Collected data entries:

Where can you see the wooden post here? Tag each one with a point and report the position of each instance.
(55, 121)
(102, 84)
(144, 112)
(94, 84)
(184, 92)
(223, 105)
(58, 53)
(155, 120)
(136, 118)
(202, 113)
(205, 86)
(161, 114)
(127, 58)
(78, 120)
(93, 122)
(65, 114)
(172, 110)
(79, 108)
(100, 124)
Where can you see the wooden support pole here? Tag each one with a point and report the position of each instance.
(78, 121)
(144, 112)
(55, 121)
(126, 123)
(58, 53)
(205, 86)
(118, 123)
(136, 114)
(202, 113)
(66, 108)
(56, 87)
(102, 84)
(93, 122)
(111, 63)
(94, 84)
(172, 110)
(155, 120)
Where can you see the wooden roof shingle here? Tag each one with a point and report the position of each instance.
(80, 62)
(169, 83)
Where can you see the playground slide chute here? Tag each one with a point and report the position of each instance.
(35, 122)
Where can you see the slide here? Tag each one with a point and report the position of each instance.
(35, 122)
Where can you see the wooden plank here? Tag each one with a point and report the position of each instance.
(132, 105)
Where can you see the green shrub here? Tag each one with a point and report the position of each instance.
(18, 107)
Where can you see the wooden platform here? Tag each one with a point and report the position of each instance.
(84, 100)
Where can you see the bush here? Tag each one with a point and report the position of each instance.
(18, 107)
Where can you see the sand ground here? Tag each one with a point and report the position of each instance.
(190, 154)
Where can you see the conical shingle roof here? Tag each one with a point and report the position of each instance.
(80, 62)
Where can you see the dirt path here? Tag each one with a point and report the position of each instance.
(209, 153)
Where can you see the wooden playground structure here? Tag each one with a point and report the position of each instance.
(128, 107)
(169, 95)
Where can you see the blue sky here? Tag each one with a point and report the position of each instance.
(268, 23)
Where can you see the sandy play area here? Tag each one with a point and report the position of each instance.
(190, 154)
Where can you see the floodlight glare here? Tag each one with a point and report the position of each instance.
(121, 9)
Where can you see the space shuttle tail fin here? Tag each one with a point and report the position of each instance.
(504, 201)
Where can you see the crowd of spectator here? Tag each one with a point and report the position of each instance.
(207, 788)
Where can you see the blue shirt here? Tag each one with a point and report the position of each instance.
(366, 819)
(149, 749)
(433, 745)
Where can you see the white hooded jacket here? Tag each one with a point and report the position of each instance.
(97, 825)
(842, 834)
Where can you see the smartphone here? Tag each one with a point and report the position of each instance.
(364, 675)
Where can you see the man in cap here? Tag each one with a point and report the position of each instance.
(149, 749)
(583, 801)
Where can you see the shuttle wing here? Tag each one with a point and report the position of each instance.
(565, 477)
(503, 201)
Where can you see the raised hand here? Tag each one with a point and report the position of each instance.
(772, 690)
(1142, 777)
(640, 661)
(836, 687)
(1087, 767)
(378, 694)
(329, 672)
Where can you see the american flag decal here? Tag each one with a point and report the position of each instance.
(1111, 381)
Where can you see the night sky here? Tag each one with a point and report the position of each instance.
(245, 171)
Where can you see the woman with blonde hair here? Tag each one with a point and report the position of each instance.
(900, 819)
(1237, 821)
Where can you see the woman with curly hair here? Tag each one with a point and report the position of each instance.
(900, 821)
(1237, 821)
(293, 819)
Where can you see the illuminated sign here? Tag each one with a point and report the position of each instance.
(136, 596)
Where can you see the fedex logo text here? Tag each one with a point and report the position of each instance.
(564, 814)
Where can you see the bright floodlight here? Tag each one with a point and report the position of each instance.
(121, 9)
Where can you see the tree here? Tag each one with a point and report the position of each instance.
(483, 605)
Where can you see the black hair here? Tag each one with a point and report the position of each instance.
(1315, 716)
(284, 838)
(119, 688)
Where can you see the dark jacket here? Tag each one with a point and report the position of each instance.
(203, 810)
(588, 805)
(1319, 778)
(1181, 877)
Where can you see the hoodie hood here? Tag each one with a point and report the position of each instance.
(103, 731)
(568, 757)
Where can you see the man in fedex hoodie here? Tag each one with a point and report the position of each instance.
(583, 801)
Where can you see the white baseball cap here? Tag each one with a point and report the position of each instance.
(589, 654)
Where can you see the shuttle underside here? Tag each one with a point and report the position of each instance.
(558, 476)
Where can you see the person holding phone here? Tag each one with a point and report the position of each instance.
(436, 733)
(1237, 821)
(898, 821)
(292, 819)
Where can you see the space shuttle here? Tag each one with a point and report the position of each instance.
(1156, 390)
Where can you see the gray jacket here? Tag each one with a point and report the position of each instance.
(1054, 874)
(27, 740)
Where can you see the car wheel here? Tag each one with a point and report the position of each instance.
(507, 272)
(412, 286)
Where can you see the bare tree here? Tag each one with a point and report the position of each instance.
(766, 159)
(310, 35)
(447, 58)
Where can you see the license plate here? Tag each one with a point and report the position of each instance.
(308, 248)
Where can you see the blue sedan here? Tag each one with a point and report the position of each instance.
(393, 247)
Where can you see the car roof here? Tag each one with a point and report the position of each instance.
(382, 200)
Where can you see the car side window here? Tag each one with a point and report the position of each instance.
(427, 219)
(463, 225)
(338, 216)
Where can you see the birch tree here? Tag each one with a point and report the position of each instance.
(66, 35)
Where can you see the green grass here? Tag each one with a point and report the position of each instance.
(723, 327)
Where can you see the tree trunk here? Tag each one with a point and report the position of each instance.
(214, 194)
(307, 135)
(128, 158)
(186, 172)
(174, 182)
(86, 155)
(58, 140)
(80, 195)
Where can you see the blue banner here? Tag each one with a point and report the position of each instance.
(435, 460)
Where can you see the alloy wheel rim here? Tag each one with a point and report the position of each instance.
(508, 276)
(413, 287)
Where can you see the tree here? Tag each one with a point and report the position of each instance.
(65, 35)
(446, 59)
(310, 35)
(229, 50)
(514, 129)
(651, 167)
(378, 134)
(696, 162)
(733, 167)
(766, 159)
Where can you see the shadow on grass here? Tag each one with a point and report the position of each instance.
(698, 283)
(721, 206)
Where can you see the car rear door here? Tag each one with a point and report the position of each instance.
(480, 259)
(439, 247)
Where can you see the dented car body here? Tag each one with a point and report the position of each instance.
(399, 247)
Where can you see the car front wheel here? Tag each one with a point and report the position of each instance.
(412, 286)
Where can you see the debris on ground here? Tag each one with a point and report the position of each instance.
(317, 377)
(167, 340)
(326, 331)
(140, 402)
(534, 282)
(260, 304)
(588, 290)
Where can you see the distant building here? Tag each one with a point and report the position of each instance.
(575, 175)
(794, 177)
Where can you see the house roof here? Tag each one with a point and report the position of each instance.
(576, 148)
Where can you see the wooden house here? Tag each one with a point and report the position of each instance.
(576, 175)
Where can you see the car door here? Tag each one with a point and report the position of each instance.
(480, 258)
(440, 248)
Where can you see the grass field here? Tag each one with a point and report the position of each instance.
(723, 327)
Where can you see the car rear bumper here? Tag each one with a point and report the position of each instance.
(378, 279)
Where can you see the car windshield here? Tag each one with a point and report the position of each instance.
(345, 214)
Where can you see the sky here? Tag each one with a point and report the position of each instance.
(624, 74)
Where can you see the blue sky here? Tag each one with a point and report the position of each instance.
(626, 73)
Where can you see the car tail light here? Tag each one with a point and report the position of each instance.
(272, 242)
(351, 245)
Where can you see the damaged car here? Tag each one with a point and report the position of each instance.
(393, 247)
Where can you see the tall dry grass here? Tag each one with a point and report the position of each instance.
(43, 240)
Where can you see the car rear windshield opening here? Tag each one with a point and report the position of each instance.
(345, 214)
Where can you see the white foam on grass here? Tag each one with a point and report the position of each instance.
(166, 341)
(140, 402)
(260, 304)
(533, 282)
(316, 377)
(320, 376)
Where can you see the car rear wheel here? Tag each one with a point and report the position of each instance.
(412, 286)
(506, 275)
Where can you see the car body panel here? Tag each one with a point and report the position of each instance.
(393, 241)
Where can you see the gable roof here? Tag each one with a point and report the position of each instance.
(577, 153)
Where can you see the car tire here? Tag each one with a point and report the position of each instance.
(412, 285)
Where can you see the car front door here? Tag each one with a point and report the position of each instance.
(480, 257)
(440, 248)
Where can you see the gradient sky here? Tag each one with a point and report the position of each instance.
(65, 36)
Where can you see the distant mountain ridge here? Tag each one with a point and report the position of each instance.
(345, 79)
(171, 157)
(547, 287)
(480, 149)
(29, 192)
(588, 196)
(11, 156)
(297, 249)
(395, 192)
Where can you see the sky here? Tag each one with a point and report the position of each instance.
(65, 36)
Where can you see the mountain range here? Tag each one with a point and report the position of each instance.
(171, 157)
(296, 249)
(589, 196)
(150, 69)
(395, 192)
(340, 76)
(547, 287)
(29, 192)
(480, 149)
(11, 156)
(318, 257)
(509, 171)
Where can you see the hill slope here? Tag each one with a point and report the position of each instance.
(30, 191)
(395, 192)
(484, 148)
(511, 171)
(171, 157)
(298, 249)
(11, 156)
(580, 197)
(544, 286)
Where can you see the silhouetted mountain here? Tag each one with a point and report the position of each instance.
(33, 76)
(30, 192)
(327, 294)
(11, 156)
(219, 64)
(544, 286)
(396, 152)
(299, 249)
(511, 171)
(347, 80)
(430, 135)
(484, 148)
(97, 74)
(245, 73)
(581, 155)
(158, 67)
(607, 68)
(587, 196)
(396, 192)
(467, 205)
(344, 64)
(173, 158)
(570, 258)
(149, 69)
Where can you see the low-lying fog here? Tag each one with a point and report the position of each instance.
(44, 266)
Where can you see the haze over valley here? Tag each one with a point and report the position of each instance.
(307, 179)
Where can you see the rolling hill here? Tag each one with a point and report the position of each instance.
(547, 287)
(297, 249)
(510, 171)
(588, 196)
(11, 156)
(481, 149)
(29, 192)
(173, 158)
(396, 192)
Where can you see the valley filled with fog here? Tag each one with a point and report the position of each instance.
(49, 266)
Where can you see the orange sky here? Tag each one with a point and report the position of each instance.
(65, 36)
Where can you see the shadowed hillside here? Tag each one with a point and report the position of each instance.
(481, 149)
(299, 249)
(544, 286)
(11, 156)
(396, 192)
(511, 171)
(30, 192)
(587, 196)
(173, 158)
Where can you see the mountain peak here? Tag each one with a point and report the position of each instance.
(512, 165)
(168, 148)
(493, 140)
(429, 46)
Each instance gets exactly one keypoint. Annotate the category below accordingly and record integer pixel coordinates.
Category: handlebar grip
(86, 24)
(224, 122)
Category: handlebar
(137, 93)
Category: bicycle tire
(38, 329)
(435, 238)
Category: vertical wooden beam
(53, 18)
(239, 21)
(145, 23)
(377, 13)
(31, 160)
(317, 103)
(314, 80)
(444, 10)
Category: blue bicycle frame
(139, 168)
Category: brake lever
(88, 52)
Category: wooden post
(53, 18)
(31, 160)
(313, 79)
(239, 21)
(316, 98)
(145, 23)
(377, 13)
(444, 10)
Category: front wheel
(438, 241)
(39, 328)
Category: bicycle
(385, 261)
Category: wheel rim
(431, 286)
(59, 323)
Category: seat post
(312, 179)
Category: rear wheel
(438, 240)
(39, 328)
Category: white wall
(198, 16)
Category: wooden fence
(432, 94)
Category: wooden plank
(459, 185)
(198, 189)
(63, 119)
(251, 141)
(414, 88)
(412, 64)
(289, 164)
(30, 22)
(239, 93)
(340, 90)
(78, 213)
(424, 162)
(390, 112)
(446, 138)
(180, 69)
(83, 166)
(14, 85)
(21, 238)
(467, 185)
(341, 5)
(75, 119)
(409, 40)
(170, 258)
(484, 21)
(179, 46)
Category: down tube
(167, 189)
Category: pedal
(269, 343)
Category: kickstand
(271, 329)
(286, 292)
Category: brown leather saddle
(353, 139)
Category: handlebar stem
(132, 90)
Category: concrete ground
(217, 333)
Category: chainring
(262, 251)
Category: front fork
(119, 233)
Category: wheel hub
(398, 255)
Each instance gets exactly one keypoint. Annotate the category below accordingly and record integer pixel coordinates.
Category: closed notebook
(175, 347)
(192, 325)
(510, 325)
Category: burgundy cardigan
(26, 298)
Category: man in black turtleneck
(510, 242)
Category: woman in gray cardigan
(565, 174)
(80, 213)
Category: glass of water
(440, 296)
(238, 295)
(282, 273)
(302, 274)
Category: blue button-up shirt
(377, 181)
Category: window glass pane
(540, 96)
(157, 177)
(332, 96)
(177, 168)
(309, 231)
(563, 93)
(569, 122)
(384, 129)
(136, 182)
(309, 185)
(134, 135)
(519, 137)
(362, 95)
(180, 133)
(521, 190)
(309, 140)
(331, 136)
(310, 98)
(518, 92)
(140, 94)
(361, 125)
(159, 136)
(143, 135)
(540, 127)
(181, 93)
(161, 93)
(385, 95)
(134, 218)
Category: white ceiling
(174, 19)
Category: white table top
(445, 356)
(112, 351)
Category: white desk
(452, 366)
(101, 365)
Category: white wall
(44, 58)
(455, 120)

Work to complete: Repeat only the lines running from the line that contains "Category: seat post" through the last line above, inclusive.

Expected answer:
Category: seat post
(312, 179)
Category: rear wheel
(438, 240)
(39, 328)
Category: white wall
(198, 16)
Category: wooden fence
(432, 94)
Category: wooden plank
(459, 185)
(198, 189)
(63, 119)
(251, 141)
(414, 88)
(412, 64)
(289, 164)
(30, 22)
(239, 93)
(340, 90)
(78, 213)
(424, 162)
(390, 112)
(446, 138)
(180, 69)
(83, 166)
(14, 85)
(21, 238)
(467, 185)
(341, 5)
(75, 119)
(409, 40)
(170, 258)
(484, 21)
(179, 46)
Category: down tube
(167, 189)
Category: pedal
(269, 343)
Category: kickstand
(271, 329)
(286, 292)
Category: brown leather saddle
(353, 139)
Category: handlebar stem
(132, 90)
Category: concrete ground
(217, 333)
Category: chainring
(262, 251)
Category: front fork
(119, 233)
Category: wheel hub
(398, 255)
Each instance gets exactly one keypoint. Annotate the category below accordingly and record integer pixel coordinates.
Category: closed notebook
(175, 347)
(192, 325)
(510, 325)
Category: burgundy cardigan
(26, 298)
Category: man in black turtleneck
(510, 242)
Category: woman in gray cardigan
(565, 174)
(80, 213)
Category: glass of water
(440, 296)
(238, 295)
(282, 273)
(302, 274)
Category: blue button-up shirt
(377, 181)
Category: window glass pane
(540, 96)
(157, 177)
(332, 96)
(177, 168)
(309, 231)
(563, 93)
(569, 122)
(384, 129)
(136, 182)
(309, 185)
(134, 135)
(519, 137)
(362, 95)
(180, 133)
(521, 190)
(309, 140)
(331, 136)
(310, 98)
(518, 92)
(140, 94)
(361, 125)
(159, 136)
(143, 135)
(540, 127)
(181, 93)
(161, 93)
(385, 95)
(134, 218)
Category: white ceiling
(174, 19)
Category: white table top
(445, 356)
(112, 351)
Category: white desk
(452, 366)
(101, 365)
Category: white wall
(44, 58)
(455, 120)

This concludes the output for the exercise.